[WHAT THE TASK REQUIRES] Count the lines in the items below that contain the string "concrete", where a match must have the same uppercase and lowercase letters. Reply with the number only.

[RECORDED INFORMATION]
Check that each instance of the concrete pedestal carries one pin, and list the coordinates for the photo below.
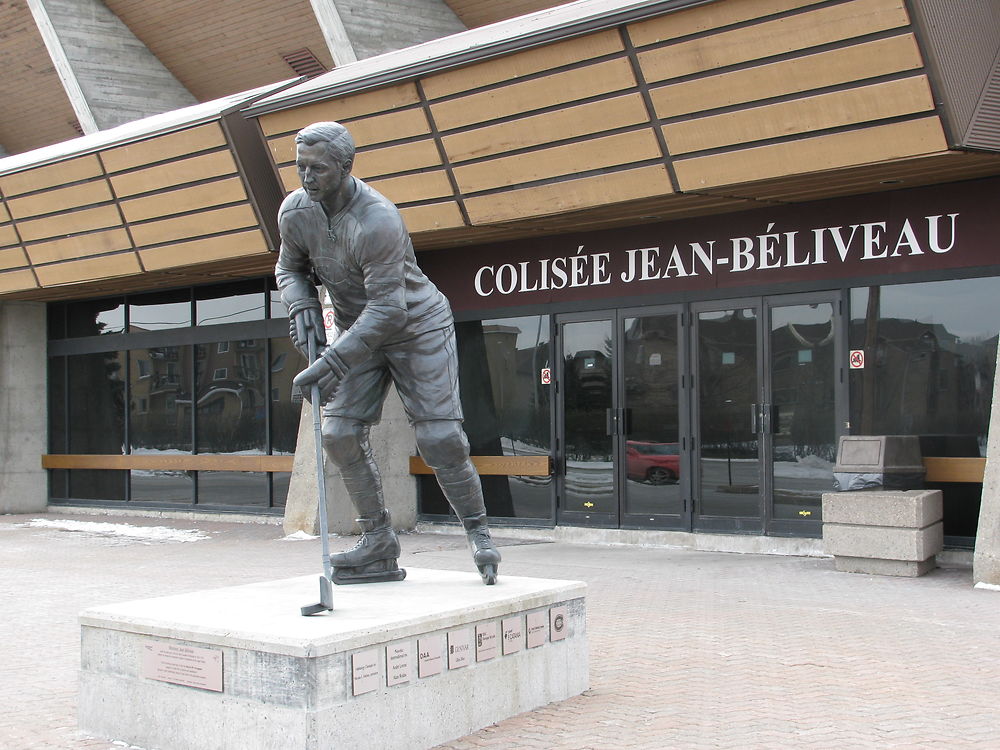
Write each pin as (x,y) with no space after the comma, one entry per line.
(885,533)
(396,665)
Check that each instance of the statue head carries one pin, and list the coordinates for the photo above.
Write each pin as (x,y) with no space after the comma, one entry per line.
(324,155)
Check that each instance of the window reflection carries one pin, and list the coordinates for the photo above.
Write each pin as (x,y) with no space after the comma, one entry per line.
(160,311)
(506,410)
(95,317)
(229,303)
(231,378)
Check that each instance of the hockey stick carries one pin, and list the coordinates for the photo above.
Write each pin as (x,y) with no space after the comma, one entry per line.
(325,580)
---
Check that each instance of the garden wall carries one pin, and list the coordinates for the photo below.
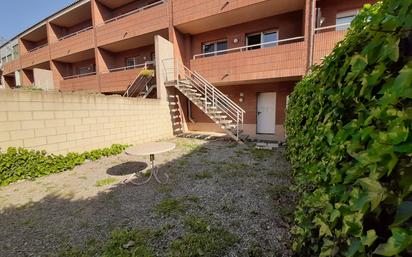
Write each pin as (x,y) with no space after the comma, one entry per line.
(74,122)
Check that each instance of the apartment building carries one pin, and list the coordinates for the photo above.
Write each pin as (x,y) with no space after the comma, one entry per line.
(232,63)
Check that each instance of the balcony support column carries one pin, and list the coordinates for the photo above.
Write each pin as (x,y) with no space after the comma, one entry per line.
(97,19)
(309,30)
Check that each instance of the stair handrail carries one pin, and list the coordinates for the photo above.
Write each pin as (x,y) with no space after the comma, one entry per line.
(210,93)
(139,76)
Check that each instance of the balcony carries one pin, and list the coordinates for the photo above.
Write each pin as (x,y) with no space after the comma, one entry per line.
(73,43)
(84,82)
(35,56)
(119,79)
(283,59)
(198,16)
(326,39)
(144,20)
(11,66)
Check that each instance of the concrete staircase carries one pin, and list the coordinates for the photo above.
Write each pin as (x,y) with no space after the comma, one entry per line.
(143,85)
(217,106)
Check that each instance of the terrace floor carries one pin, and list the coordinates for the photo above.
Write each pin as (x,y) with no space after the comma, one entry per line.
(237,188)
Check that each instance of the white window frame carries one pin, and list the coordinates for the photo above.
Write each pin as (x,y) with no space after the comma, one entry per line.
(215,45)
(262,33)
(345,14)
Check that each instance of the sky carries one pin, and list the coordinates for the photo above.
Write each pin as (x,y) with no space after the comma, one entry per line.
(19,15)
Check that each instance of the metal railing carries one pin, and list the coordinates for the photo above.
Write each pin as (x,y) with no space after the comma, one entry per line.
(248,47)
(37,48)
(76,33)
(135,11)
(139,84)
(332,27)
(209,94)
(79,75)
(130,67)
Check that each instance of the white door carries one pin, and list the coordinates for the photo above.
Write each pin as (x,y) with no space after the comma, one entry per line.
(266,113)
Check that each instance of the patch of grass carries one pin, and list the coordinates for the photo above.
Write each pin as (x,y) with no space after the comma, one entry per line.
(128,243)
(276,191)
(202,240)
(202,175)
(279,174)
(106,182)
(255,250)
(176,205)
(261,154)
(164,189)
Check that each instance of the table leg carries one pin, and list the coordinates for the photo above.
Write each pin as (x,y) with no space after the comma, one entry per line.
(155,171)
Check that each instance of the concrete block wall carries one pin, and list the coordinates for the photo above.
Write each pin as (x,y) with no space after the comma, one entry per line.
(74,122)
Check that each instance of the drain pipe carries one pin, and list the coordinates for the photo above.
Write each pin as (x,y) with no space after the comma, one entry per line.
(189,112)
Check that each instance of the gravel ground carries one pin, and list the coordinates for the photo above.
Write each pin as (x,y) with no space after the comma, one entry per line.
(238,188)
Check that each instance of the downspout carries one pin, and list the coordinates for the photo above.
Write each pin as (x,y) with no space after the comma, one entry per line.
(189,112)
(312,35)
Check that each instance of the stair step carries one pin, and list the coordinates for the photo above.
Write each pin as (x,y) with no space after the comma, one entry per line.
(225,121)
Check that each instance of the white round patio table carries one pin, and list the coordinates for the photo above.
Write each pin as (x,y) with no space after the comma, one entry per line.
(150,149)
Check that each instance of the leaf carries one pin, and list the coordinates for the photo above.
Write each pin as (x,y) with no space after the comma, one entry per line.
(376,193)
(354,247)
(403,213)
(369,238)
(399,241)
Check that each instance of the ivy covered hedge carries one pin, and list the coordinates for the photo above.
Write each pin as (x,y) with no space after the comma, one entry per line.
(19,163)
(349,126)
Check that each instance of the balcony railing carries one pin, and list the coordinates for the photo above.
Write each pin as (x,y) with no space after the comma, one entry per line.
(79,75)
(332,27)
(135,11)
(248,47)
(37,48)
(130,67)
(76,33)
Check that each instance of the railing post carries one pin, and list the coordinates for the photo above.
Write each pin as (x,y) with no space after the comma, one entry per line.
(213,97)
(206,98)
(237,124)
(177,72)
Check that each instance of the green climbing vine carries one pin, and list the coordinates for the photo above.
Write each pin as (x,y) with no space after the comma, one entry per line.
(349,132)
...
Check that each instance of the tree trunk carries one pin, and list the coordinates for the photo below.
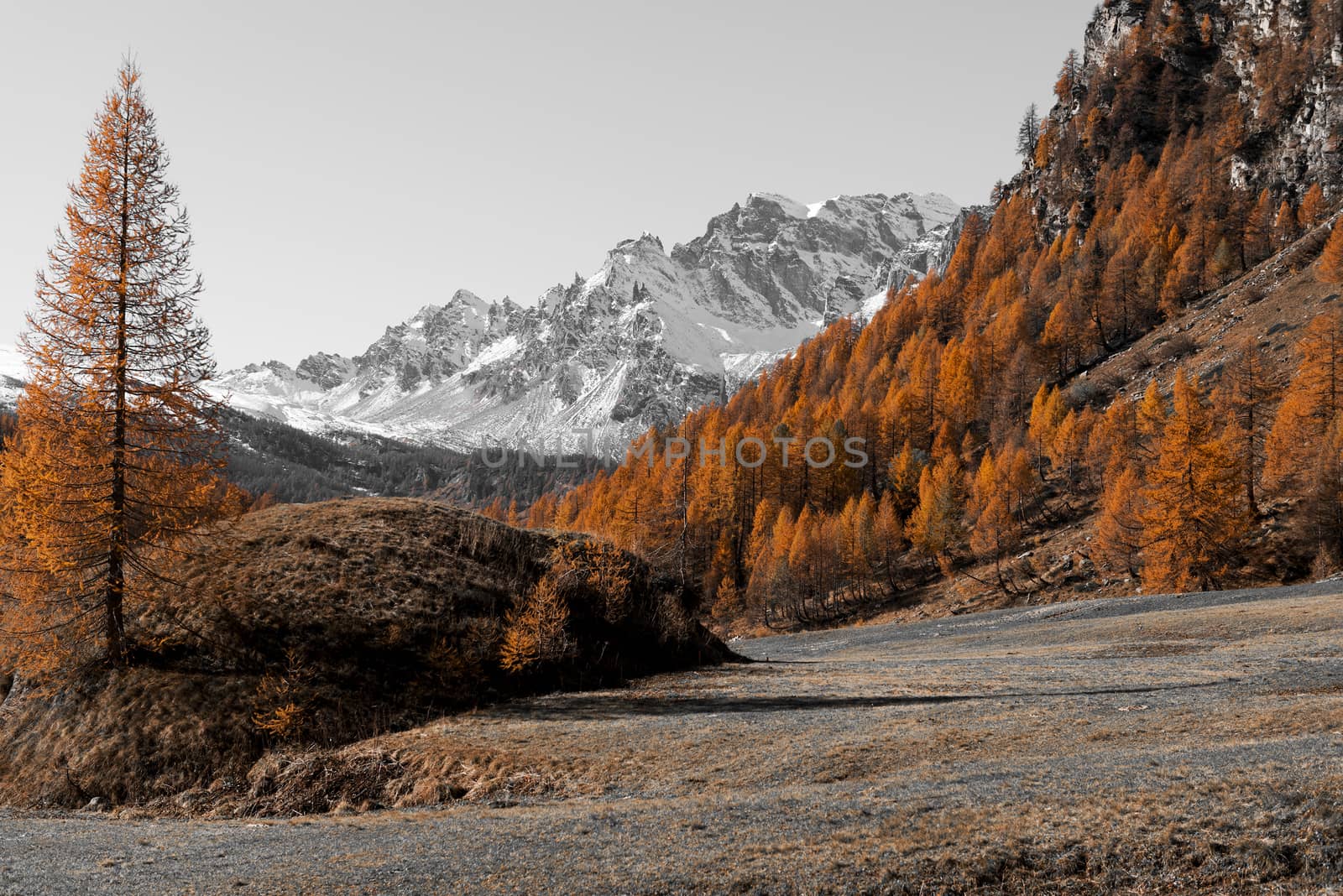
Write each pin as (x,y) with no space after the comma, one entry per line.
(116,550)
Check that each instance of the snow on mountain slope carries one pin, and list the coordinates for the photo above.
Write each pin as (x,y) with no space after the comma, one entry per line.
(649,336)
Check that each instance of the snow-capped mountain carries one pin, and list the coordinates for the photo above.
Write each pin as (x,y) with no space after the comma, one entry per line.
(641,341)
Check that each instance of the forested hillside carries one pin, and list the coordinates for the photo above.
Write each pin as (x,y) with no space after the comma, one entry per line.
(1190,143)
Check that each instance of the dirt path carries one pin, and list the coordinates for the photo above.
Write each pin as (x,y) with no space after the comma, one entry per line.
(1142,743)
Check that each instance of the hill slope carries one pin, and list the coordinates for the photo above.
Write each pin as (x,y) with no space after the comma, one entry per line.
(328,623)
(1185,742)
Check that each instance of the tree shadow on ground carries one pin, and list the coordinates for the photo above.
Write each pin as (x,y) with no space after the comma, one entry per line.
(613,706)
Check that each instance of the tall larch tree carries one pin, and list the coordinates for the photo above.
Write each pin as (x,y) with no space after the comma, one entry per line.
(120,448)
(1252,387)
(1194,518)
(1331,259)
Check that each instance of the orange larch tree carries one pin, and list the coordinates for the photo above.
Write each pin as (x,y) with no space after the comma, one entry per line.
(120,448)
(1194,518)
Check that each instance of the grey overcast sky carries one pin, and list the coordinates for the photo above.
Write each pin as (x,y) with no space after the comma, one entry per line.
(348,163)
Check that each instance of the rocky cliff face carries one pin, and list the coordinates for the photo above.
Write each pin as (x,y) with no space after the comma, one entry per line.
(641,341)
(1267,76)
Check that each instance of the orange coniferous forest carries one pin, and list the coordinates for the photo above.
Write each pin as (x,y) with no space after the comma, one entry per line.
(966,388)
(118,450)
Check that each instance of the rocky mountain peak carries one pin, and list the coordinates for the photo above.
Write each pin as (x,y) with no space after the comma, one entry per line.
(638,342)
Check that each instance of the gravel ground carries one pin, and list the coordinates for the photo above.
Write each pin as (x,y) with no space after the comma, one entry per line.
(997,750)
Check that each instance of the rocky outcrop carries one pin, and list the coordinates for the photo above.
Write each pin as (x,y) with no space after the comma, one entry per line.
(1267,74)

[THE RESULT] 3